▶ **OBJECTIVE 1**
In the cargo ship essay below, what does the writer say makes the goods you carry more valuable? Answer in one to three sentences.

○ ○ ○

Recently I sat on a quiet spot of the California coast. A handful of seagulls kept me company, as I tracked a trickle of cargo ships on the ocean. I thought of how busy I’ve been over the past few years. And the incredible pace I see from friends and colleagues, even if only a social media slice of life. I’ve noticed an uptick in the number of videos and advertisements exhorting me to do more, more ways to hustle, generate, produce.
I took a deep breath, and let it out with the slow sound of a wave, and wondered:
What if I were a cargo ship, instead?
One of the really big ones. Gigantic on the ocean, carrying hundreds of containers on deck. Moving slowly and purposefully towards a port farther than an hour or a day away. Perhaps taking weeks before arrival.
I imagined the power of being such a thing. Taller than a building. Longer than the Great Pyramid on one side. Pushing through the waves. Carrying so much value. And thinking, only a little, about the occasional storm.
Imagine knowing you carried such incredible value
Cargo ships carry the fortunes of entire corporations, sometimes even countries, on their decks. You carry your investments and efforts on your own shoulders. Goods that represent hours of work, feats of intelligence, streams of dreams - made more valuable by your commitment to deliver them to someone and someplace where it can matter.
Imagine being a cargo ship so purposeful, a single arrival of You made a massive difference!
Buzzing Bees of the Coastline
Of course, you might think: Isn’t that what I do now? To a degree, on a different scale. My calendar often looks like I’m piloting a little feeder ship, quick and fleeting going from port to port, customer to customer, sale to sale. Daily drop-offs, weekly meetings, regularly scheduled arrivals and departures. A kind of “ocean mailman” who shows up like a busy-bee, bringing quick-found pollen to be turned into a short-acting sugar high.
Buzzing, snappy, hustling, non-stop.

○ ○ ○

▶ **OBJECTIVE 2**
Gather every line of the listing below that contains the string "siding", treating uppercase and lowercase as different.

○ ○ ○

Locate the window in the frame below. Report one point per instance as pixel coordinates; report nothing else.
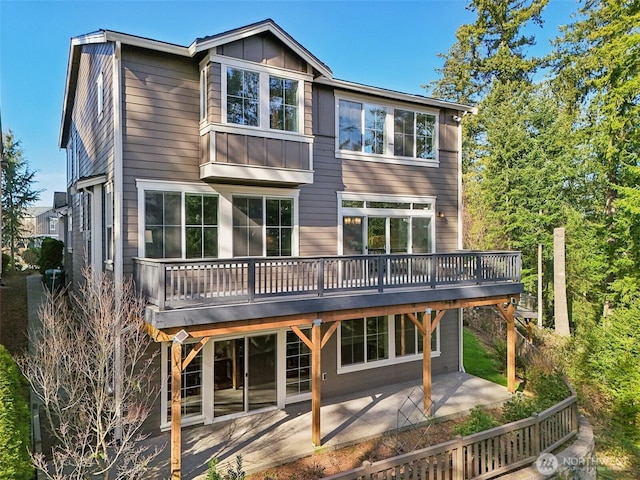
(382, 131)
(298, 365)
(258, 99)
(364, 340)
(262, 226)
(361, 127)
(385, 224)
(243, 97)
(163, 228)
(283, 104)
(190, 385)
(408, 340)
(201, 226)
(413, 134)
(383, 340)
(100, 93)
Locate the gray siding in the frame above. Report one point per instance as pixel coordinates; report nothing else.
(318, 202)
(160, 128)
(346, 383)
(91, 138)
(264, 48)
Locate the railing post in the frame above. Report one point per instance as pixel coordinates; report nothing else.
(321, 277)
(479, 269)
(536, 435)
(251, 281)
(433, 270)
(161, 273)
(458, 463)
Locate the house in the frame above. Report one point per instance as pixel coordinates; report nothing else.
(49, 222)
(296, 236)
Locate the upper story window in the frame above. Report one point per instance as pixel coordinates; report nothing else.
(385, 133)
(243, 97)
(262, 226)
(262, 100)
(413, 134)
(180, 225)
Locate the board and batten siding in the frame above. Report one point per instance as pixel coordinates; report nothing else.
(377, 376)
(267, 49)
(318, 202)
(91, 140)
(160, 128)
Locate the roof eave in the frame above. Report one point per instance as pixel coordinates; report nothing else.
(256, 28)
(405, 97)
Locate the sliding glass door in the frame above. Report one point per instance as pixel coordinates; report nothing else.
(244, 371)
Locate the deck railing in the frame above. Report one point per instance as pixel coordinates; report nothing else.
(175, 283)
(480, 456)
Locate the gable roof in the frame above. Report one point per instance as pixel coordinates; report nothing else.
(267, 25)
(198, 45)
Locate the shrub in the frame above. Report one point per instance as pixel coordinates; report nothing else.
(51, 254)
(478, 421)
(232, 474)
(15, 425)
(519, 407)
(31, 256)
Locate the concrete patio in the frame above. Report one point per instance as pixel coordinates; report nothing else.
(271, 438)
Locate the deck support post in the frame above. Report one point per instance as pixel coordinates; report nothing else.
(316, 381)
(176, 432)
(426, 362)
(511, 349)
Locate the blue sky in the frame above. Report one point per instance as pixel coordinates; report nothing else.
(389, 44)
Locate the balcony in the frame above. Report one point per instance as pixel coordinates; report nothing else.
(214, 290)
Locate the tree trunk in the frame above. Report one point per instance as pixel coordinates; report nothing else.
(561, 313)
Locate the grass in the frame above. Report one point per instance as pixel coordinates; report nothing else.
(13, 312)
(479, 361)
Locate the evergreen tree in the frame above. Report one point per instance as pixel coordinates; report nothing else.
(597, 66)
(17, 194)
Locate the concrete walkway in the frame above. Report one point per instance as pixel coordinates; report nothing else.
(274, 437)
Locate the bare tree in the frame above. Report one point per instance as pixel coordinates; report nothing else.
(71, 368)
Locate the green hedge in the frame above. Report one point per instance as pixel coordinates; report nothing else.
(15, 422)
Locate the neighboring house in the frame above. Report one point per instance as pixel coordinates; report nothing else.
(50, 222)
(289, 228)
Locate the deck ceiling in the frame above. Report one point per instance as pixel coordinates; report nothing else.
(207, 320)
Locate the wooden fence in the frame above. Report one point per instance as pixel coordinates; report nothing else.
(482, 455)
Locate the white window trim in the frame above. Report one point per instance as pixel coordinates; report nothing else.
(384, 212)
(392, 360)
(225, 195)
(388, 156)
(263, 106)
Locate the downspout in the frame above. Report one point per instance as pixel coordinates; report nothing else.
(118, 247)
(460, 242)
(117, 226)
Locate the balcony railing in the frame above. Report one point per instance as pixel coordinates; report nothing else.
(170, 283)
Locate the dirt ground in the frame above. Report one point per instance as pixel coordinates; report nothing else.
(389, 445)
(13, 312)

○ ○ ○

▶ **CORRECT ANSWER 1**
The goods represent hours of work, feats of intelligence and streams of dreams. They become more valuable through your commitment to deliver them to someone and someplace where they can matter.

▶ **CORRECT ANSWER 2**
Locate the gray siding in the frame above. Report one point per instance as pixel coordinates; report nothing else.
Locate the board and batten siding in the frame above. Report one point per instance as pixel coordinates; report nothing else.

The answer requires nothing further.